■ **OBIETTIVO DELL'ESERCIZIO**
Riporti senza alcuna modifica le righe dei record dall'inizio fino alla riga con "column 72, row 337", inclusa quest'ultima.

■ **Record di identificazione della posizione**
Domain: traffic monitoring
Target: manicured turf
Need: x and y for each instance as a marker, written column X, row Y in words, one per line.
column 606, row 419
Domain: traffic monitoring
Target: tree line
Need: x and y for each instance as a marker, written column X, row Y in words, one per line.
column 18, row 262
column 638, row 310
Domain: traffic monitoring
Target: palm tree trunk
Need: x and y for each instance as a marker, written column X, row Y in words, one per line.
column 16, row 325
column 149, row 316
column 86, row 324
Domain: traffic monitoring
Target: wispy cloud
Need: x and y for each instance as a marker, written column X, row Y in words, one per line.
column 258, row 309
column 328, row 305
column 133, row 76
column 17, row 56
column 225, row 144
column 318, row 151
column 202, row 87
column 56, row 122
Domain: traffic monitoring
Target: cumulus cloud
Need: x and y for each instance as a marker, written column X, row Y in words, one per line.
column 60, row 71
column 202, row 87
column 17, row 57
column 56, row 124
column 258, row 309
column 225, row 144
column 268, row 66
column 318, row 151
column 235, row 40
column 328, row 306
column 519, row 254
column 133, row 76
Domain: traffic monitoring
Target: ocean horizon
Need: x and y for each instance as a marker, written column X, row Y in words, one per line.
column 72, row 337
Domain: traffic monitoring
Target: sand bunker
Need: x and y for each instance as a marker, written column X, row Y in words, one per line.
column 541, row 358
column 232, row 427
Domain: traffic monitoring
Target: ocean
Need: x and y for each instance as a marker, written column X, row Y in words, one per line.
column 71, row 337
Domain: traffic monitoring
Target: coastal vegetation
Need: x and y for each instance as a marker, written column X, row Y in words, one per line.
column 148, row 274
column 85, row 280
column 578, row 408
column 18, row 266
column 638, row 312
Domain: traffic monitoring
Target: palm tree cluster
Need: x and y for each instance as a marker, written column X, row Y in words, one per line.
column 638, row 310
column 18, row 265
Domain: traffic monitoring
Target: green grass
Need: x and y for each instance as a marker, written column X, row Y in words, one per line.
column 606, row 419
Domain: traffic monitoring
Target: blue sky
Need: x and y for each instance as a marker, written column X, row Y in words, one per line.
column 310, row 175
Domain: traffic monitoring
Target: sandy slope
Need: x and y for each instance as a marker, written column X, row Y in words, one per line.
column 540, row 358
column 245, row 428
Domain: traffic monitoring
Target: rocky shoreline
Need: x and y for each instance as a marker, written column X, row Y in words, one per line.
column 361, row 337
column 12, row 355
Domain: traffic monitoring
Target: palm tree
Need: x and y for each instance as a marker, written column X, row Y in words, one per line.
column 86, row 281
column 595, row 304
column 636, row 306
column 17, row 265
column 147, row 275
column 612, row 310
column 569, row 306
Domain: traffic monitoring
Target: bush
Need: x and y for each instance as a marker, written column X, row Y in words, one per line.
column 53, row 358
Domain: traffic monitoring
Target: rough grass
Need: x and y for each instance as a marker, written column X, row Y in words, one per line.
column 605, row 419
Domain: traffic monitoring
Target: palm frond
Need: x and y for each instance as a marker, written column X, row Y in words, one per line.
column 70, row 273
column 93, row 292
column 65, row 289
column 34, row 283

■ **RISPOSTA ALL'ESERCIZIO**
Domain: traffic monitoring
Target: manicured turf
Need: x and y for each instance as a marker, written column X, row Y in words, one per line.
column 606, row 419
Domain: traffic monitoring
Target: tree line
Need: x and y for each instance as a marker, written column X, row Y in words, one per line.
column 18, row 262
column 638, row 310
Domain: traffic monitoring
Target: palm tree trunk
Need: x and y for each instance as a marker, written column X, row Y in words, one per line.
column 16, row 325
column 149, row 316
column 86, row 324
Domain: traffic monitoring
Target: wispy cloud
Need: x and y for each instance as a marker, written column X, row Y in words, one per line.
column 258, row 309
column 328, row 305
column 133, row 76
column 17, row 56
column 225, row 144
column 318, row 151
column 202, row 87
column 56, row 122
Domain: traffic monitoring
Target: cumulus cloud
Need: x and y for each instance as a marker, written column X, row Y in words, one per line.
column 60, row 71
column 202, row 87
column 17, row 57
column 56, row 124
column 258, row 309
column 225, row 144
column 268, row 66
column 318, row 151
column 235, row 40
column 328, row 306
column 519, row 254
column 133, row 76
Domain: traffic monitoring
Target: ocean horizon
Need: x and y for each instance as a marker, written column X, row Y in words, one per line.
column 72, row 337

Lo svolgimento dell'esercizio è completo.